§ Task brief: Could you copy the material below word for word, leaving out the pictures?

- - - -

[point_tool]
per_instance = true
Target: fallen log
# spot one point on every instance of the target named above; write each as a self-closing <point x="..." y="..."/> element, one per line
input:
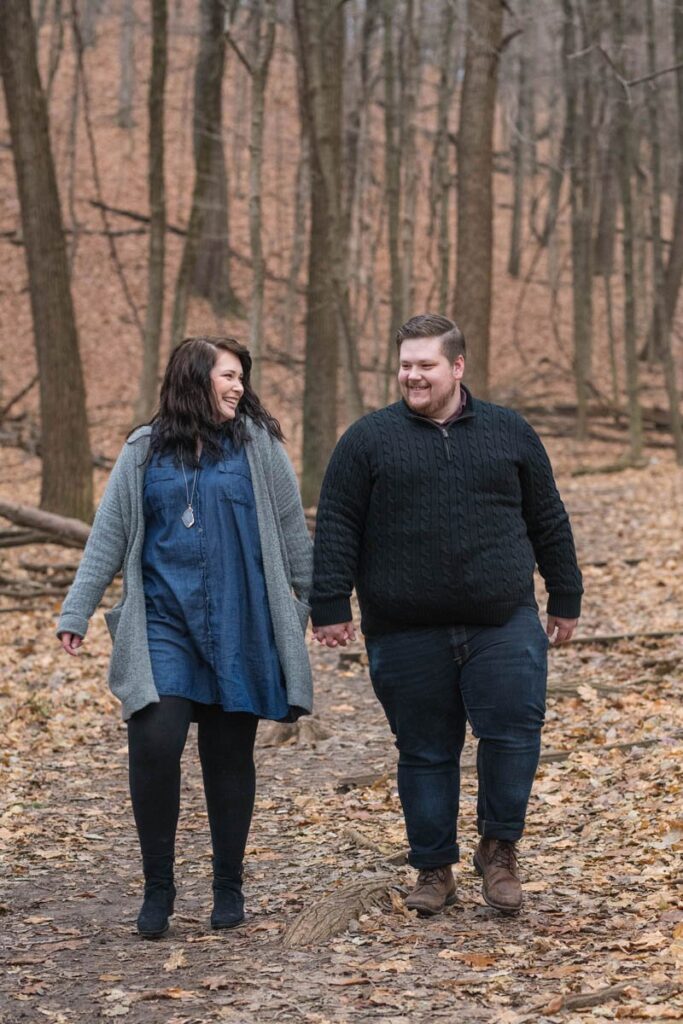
<point x="615" y="637"/>
<point x="328" y="916"/>
<point x="59" y="527"/>
<point x="469" y="764"/>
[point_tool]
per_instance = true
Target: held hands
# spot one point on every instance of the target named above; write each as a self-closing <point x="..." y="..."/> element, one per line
<point x="335" y="636"/>
<point x="71" y="642"/>
<point x="560" y="630"/>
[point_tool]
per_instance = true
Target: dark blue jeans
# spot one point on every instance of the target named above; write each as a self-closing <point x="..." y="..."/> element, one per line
<point x="431" y="682"/>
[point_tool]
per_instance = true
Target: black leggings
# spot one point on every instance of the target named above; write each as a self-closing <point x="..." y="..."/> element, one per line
<point x="157" y="737"/>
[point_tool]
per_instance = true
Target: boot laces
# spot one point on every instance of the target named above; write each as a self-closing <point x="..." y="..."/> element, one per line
<point x="505" y="855"/>
<point x="432" y="876"/>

- - - -

§ Result of this task:
[point_tool]
per_instance = true
Target: fallen log
# spot one point on every instance of the target named above; write each as a self-closing <point x="..." y="..."/> element, one per line
input:
<point x="615" y="637"/>
<point x="328" y="916"/>
<point x="59" y="527"/>
<point x="469" y="764"/>
[point_tool]
per_instance = true
Target: held hands
# spot one point on every instance of the target named above; write each as a self-closing <point x="..." y="..."/> element, one per line
<point x="335" y="636"/>
<point x="71" y="642"/>
<point x="560" y="630"/>
[point_tool]
per_instance = true
Target: dark blue jeans
# spot one point on every instance of the target named above; write each as a self-closing <point x="..." y="..."/> element, one per line
<point x="431" y="682"/>
[point_tool]
per_instance = true
Target: black leggings
# spot one point on every instance of the target named above; write each as a self-closing <point x="..." y="..."/> element, one per line
<point x="157" y="737"/>
[point_tool]
per_instance = true
Target: boot laces
# spot one point on every instance of the target named above; write each as a self-closing <point x="..." y="..."/> element, one per line
<point x="505" y="855"/>
<point x="432" y="876"/>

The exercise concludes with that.